• _Provided passage_:
——

Chicago Tribune Editorial: Amelia Earhart’s legend survives

By mid-July 1937, the search for Amelia Earhart and her twin engine Lockheed Electra airplane had come up empty.|

This editorial is from the Chicago?Tribune:

By mid-July 1937, the search for Amelia Earhart and her twin engine Lockheed Electra airplane had come up empty.

The heroic American pilot and her navigator, Fred Noonan, were missing for weeks in the central Pacific. They should have landed at tiny Howland Island in early July and then hopscotched home to Oakland, thus completing the first round-the-world plane voyage via the equator.

Earhart knew the 2,250-mile flight from New Guinea to Howland was the trickiest part of the journey; finding that speck of land using celestial and radio navigation would be a race against diminishing fuel. The Itasca, a U.S. Coast Guard cutter, was stationed near Howland to help her home in on the island, but Earhart and the naval vessel failed to connect. Crew aboard the Itasca, in agony, could hear Earhart, but she couldn’t hear the ship. “We must be on you but cannot see you - but gas is running low,” she reported in one of her final transmissions. “Have been unable to reach you by radio. We are flying at 1,000 feet.”

——

• _Available data_:
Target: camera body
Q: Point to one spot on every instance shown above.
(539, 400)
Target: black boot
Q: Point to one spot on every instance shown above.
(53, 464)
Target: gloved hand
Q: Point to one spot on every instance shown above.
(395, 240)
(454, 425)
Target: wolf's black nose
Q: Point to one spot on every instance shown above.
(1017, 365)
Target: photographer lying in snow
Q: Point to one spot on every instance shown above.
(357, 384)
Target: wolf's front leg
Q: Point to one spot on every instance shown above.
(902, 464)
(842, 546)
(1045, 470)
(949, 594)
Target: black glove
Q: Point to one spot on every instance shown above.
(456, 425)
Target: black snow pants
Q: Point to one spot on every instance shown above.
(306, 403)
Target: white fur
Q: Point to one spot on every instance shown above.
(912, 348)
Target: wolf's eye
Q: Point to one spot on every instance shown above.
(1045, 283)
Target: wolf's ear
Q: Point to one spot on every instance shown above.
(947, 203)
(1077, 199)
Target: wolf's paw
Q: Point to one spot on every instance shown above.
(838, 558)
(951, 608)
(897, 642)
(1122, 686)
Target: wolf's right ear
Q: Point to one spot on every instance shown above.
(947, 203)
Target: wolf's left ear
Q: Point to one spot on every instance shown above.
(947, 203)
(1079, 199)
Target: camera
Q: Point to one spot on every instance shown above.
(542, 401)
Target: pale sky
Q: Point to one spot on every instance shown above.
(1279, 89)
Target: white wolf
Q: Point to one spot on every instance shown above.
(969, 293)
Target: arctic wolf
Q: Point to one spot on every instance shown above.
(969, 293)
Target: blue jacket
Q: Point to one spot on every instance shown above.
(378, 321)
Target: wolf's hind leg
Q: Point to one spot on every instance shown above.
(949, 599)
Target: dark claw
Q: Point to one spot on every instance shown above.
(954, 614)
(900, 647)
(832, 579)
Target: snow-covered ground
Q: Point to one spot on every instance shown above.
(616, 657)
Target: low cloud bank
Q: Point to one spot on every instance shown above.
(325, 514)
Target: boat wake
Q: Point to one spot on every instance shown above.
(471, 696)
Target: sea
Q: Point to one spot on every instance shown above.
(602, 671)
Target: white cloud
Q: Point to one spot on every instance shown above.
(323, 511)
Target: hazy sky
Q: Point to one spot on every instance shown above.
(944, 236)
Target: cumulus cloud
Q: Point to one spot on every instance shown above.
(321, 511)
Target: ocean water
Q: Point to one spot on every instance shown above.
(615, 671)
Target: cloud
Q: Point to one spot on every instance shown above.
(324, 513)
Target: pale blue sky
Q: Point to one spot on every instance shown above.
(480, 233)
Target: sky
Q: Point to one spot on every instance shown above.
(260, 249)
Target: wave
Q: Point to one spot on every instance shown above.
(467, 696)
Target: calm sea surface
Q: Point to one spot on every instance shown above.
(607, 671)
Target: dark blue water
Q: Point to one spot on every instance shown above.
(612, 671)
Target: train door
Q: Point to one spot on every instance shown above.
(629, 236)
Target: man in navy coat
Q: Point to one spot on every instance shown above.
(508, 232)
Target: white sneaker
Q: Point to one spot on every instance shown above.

——

List every place name (island, region or city) that appears in the editorial on Amelia Earhart, leaving out the newspaper's own name. The lines have no connection to the editorial on Amelia Earhart.

- Central Pacific
- Howland Island
- Oakland
- New Guinea